**Data supplied**
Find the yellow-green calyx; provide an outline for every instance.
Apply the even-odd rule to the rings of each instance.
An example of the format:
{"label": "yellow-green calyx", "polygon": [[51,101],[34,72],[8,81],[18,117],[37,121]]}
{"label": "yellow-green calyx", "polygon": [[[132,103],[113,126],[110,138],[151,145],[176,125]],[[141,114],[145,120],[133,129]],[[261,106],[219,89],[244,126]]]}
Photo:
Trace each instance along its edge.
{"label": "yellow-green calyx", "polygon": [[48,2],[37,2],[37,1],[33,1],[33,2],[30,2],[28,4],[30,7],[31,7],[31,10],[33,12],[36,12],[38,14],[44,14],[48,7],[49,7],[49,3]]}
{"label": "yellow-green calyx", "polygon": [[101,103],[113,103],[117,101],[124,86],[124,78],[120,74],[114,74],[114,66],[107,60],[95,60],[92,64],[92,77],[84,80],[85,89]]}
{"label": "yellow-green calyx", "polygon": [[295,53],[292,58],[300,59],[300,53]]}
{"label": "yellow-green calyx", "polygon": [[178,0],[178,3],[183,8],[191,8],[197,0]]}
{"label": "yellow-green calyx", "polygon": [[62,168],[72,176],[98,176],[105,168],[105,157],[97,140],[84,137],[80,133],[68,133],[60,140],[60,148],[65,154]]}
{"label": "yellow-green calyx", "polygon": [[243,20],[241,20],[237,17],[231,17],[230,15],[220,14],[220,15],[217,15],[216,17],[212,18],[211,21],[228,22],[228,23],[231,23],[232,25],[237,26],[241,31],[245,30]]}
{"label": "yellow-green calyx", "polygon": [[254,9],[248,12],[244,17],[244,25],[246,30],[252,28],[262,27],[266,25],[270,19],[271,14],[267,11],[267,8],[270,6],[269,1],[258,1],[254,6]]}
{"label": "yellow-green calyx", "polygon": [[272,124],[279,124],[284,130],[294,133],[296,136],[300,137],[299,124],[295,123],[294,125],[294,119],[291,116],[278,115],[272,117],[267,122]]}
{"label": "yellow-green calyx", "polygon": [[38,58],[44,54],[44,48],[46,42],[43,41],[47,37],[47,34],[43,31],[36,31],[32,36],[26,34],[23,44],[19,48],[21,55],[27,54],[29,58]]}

**What is needed**
Give back the full listing, exactly as it stands.

**Solution to this exercise**
Find the yellow-green calyx; provide an outline for every instance.
Apply the even-odd rule to the rings of each instance.
An example of the format:
{"label": "yellow-green calyx", "polygon": [[51,101],[34,72],[8,81],[18,117],[37,121]]}
{"label": "yellow-green calyx", "polygon": [[[132,103],[113,126],[110,138],[151,145],[176,125]],[[141,114],[145,120],[133,129]],[[261,106],[219,89],[244,126]]]}
Photo:
Trace each instance along its edge.
{"label": "yellow-green calyx", "polygon": [[48,2],[37,2],[37,1],[33,1],[33,2],[30,2],[28,4],[30,7],[31,7],[31,10],[33,12],[36,12],[38,14],[44,14],[48,7],[49,7],[49,3]]}
{"label": "yellow-green calyx", "polygon": [[101,103],[113,103],[117,101],[124,86],[124,78],[120,74],[114,74],[114,66],[107,60],[95,60],[92,64],[92,77],[84,80],[85,89]]}
{"label": "yellow-green calyx", "polygon": [[295,53],[292,58],[300,59],[300,53]]}
{"label": "yellow-green calyx", "polygon": [[178,0],[178,3],[183,8],[191,8],[197,0]]}
{"label": "yellow-green calyx", "polygon": [[62,168],[72,176],[98,176],[105,168],[105,157],[97,140],[84,137],[80,133],[68,133],[60,140],[60,148],[65,154]]}
{"label": "yellow-green calyx", "polygon": [[243,20],[241,20],[237,17],[231,17],[230,15],[220,14],[220,15],[217,15],[216,17],[212,18],[211,21],[228,22],[228,23],[231,23],[232,25],[237,26],[241,31],[245,30]]}
{"label": "yellow-green calyx", "polygon": [[254,9],[248,12],[244,17],[244,25],[246,30],[252,28],[262,27],[266,25],[270,19],[271,14],[267,11],[267,8],[270,6],[269,1],[258,1],[254,6]]}
{"label": "yellow-green calyx", "polygon": [[272,124],[279,124],[284,130],[294,133],[296,136],[300,137],[299,124],[295,123],[294,125],[294,119],[291,116],[278,115],[272,117],[267,122]]}
{"label": "yellow-green calyx", "polygon": [[38,58],[44,54],[44,48],[46,42],[43,41],[47,37],[47,34],[43,31],[36,31],[32,36],[26,34],[23,44],[19,48],[21,55],[27,54],[29,58]]}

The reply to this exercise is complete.